• _Source material_:
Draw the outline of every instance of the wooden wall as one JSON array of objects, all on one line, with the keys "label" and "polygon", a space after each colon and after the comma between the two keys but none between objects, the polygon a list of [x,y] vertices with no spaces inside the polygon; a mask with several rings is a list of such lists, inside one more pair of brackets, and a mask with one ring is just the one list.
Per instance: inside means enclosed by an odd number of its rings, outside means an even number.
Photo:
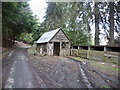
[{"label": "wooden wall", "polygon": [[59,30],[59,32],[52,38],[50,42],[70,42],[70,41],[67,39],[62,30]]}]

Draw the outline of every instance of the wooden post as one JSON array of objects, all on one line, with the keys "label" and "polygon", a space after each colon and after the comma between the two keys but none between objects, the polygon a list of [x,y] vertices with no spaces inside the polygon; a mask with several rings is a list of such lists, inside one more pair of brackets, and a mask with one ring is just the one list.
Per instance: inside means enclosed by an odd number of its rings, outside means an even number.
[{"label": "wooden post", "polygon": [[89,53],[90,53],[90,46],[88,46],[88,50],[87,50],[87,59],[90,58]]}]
* * *
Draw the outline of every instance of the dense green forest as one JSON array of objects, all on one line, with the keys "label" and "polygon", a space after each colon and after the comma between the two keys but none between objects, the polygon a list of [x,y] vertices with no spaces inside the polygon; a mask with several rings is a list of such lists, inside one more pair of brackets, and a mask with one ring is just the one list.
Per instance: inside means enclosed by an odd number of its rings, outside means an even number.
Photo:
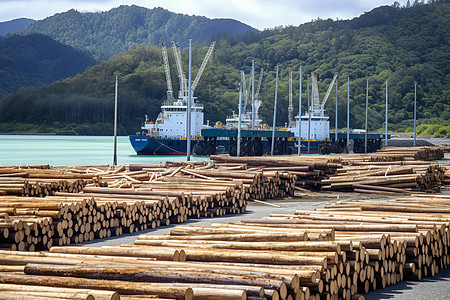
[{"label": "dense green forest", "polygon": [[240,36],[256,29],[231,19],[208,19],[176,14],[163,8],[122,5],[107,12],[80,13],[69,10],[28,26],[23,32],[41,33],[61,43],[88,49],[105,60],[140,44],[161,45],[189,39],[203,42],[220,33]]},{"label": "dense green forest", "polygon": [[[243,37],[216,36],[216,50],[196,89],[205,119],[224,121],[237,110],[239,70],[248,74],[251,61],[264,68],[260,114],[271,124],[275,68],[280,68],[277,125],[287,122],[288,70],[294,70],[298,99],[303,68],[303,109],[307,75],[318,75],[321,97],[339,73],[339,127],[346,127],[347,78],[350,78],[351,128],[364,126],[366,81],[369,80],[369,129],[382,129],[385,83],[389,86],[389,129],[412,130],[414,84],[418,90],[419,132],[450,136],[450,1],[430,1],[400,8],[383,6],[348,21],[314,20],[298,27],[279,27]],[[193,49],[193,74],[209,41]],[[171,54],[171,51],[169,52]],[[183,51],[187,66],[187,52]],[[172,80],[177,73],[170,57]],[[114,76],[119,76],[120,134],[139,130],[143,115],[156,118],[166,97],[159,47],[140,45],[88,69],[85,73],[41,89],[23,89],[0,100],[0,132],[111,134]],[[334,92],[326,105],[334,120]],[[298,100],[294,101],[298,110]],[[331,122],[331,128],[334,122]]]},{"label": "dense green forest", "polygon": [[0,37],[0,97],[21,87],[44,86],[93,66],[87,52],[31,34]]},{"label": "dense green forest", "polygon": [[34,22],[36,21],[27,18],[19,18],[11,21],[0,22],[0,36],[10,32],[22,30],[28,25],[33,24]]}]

• _Task prompt_: Give back, in full, each line of the records above that contains the word "wall".

• _Task output_:
Draw the outline of every instance of the wooden wall as one JSON array of objects, all on one line, with the keys "label" and "polygon", a space after each colon and after the comma between the two keys but none between objects, the polygon a list of [x,y] vertices with no spaces inside the polygon; a mask with several rings is a list of such lists, inside one more pair of brackets, and a mask with one ring is just the one list.
[{"label": "wooden wall", "polygon": [[59,30],[59,32],[52,38],[50,42],[70,42],[70,41],[67,39],[62,30]]}]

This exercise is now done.